-- Opening Marker --

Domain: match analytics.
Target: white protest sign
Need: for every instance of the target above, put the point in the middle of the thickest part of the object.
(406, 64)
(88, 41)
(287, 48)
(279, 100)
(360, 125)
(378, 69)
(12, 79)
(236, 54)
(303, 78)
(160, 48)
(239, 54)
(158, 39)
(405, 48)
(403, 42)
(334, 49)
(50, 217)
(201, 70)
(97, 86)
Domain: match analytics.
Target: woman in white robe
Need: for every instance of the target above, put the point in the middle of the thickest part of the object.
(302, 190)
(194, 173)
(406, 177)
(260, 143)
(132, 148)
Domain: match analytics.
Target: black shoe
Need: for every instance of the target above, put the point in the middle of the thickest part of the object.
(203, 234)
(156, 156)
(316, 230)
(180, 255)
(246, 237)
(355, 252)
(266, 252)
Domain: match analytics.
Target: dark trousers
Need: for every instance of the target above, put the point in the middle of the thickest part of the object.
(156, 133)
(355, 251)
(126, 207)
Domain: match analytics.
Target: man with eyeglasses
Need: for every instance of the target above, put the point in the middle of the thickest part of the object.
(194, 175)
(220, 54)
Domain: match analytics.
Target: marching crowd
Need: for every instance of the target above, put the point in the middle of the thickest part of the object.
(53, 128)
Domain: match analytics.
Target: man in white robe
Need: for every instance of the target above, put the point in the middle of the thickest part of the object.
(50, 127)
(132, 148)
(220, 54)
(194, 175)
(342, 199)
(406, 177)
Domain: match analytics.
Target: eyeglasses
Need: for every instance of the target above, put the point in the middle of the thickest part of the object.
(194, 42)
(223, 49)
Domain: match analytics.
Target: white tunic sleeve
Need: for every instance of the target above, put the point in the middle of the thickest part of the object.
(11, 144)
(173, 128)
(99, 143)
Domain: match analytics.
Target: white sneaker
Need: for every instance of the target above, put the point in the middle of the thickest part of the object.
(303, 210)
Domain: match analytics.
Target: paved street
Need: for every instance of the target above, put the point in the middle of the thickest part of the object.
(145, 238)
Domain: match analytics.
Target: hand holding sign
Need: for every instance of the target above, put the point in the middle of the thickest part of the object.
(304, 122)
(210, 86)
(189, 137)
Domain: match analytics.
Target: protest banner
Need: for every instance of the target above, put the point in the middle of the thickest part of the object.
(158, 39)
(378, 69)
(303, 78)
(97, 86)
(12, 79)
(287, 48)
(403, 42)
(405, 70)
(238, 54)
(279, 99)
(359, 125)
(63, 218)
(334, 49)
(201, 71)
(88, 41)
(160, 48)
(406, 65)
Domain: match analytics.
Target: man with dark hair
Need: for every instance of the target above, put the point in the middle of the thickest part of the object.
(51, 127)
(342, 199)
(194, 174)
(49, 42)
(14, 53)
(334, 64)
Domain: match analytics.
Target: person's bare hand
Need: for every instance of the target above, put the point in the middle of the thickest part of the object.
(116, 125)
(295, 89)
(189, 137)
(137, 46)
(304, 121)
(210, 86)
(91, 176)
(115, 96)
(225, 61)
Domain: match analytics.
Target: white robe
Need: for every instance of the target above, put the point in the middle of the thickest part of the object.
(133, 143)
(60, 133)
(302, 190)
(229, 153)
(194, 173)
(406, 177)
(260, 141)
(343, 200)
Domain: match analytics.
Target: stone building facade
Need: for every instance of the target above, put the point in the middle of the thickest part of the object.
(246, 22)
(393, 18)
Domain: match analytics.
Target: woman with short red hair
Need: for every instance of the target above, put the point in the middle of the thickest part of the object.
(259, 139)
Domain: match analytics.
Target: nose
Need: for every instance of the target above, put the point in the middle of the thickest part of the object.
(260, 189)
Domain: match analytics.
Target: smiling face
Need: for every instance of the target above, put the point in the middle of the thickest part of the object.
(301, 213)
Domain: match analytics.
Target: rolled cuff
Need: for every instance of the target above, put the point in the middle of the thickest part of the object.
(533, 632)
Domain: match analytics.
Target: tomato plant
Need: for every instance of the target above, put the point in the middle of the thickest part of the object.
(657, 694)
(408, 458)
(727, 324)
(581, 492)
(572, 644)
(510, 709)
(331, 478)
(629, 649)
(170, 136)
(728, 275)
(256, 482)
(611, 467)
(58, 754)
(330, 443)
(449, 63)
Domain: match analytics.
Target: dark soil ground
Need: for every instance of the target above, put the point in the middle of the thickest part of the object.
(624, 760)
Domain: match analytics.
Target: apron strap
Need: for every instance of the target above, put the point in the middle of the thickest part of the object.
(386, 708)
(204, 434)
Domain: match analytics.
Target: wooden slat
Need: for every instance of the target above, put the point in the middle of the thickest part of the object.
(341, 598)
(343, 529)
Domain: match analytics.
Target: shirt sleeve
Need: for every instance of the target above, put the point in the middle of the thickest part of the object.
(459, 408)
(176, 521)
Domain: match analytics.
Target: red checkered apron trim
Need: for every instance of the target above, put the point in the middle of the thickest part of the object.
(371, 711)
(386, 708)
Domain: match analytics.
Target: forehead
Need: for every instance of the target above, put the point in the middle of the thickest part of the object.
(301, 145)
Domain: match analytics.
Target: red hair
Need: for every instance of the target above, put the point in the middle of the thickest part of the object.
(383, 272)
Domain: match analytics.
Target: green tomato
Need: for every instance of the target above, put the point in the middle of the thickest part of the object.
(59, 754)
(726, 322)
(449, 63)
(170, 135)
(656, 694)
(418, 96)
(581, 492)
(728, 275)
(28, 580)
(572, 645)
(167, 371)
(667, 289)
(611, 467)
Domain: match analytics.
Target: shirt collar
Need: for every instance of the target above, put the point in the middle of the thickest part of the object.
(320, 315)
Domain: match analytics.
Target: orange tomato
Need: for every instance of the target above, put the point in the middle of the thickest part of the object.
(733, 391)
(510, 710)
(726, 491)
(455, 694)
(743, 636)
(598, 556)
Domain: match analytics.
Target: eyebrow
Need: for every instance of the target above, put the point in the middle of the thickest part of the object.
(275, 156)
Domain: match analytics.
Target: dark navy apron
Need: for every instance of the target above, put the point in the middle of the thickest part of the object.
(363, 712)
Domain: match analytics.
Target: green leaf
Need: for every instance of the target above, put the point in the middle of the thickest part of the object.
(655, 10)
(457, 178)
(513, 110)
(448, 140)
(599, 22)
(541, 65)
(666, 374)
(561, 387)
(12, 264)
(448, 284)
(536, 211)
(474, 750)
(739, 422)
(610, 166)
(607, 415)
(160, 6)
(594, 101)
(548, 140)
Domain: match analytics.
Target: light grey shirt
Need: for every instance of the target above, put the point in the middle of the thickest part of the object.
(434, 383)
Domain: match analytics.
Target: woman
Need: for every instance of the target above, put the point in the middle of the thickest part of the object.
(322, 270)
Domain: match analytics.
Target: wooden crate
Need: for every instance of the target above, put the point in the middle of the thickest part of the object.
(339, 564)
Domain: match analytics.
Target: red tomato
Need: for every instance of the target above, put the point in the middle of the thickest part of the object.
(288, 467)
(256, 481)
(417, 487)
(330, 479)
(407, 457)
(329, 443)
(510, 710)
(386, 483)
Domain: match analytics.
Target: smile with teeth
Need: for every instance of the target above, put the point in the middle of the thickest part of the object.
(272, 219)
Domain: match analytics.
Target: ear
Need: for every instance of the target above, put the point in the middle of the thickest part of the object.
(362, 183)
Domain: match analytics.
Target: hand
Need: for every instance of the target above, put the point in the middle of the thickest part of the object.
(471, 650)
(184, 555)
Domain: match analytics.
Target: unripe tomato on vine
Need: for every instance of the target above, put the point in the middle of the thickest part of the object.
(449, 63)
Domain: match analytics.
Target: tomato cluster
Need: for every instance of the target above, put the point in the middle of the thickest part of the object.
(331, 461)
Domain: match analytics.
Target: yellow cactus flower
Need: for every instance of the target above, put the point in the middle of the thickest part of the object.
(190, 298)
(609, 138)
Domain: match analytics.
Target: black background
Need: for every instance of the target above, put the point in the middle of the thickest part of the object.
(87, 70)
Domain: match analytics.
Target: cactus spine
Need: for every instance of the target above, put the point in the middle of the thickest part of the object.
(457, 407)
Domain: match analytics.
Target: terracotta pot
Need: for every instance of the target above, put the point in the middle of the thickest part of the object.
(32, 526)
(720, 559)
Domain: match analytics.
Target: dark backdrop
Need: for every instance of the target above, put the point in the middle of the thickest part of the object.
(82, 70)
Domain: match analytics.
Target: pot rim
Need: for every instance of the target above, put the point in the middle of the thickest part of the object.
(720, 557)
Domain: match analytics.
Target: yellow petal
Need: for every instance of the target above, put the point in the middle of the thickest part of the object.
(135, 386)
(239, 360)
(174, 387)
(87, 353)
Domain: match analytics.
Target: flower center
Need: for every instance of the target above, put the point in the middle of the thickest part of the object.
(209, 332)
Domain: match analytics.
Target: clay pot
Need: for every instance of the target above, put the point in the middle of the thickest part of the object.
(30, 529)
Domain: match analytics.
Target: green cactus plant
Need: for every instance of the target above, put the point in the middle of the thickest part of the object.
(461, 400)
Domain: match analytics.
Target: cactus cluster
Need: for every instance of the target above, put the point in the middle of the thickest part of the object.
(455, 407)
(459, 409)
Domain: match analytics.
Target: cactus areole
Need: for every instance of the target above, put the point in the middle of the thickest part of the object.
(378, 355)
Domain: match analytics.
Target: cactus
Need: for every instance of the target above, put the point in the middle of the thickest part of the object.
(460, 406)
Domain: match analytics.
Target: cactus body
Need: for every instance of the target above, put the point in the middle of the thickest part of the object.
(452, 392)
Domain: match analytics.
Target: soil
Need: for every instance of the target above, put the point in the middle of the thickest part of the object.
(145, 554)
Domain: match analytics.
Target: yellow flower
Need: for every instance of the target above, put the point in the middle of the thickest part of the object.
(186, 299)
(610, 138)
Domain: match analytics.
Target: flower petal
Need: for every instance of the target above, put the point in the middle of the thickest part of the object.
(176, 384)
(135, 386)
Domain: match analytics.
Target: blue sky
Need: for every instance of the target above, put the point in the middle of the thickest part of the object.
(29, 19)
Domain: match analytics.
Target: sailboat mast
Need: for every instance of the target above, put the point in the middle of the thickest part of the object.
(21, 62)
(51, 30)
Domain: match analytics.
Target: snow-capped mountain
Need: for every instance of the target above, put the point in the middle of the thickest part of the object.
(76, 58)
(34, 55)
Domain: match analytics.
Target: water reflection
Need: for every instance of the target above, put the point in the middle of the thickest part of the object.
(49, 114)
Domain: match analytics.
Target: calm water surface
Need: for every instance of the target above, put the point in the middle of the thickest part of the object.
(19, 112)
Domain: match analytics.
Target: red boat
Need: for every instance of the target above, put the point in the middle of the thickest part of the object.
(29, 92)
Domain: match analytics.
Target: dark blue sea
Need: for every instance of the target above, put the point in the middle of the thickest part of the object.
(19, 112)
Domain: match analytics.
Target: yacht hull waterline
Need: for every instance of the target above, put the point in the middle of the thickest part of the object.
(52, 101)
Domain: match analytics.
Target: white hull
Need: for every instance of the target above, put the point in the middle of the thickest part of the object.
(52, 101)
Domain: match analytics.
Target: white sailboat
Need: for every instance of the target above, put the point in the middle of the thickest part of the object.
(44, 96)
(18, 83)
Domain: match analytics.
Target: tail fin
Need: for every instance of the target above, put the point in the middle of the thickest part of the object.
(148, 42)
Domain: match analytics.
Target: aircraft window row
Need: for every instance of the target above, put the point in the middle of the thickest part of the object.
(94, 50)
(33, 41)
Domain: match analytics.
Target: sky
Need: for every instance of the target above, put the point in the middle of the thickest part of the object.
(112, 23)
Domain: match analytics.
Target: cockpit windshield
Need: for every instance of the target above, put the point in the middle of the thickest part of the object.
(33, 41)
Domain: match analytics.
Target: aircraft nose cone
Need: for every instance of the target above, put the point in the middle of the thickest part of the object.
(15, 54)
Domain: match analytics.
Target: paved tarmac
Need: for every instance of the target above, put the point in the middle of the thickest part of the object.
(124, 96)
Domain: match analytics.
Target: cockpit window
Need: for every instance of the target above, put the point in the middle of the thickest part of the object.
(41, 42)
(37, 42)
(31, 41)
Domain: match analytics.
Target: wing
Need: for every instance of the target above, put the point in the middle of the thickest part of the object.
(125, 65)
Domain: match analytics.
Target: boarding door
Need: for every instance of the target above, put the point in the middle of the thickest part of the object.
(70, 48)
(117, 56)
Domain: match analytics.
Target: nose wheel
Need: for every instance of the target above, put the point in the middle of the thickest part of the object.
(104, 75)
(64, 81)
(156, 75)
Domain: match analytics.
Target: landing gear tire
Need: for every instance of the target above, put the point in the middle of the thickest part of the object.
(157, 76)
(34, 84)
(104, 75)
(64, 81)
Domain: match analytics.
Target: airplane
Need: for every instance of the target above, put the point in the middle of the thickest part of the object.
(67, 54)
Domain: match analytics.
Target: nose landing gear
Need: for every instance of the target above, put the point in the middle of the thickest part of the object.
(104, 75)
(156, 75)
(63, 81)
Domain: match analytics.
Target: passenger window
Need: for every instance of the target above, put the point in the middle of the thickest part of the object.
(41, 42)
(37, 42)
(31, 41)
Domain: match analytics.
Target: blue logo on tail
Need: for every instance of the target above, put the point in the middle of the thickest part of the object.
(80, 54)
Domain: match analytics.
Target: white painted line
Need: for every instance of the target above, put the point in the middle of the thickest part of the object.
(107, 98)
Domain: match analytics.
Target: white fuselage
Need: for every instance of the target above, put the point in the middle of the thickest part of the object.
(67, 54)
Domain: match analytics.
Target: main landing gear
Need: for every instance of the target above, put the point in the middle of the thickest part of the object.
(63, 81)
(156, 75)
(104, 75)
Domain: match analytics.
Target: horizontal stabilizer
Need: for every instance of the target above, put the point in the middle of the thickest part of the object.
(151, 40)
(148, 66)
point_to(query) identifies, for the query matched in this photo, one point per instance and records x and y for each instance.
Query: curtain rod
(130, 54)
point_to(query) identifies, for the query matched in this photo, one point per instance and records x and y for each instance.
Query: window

-- Closing Marker --

Reproduce verbatim only the segment of the listing bounded by the line containing "Target: ear" and the line containing "Target: terracotta pot", with both boundary lines included.

Target: ear
Need: for every instance of the target above, put the point in the middle of the thickest part of the object.
(362, 183)
Domain: match analytics.
Target: hand
Need: for every instance of the target above, put the point in the middle of the thickest part of the object.
(471, 650)
(184, 555)
Domain: match analytics.
Target: unripe tomato on vine
Need: for every instance of the target above, put the point in the middle of the thickest part of the object.
(449, 63)
Domain: match analytics.
Target: tomato cluster
Need: for every instance of the target above, put the point in the middle of the thickest part of the object.
(331, 461)
Domain: match analytics.
Target: yellow cactus flower
Need: for every instance of the target above, put the point in the middle of the thickest part of the object.
(190, 298)
(609, 138)
Domain: match analytics.
Target: black background
Need: for every instance of the target above, put the point in the middle of the thickest part of the object.
(87, 70)
Domain: match analytics.
Target: cactus spine
Need: for every instance of the target above, put the point in the middle of the thickest part of the object.
(457, 407)
Domain: match analytics.
Target: terracotta pot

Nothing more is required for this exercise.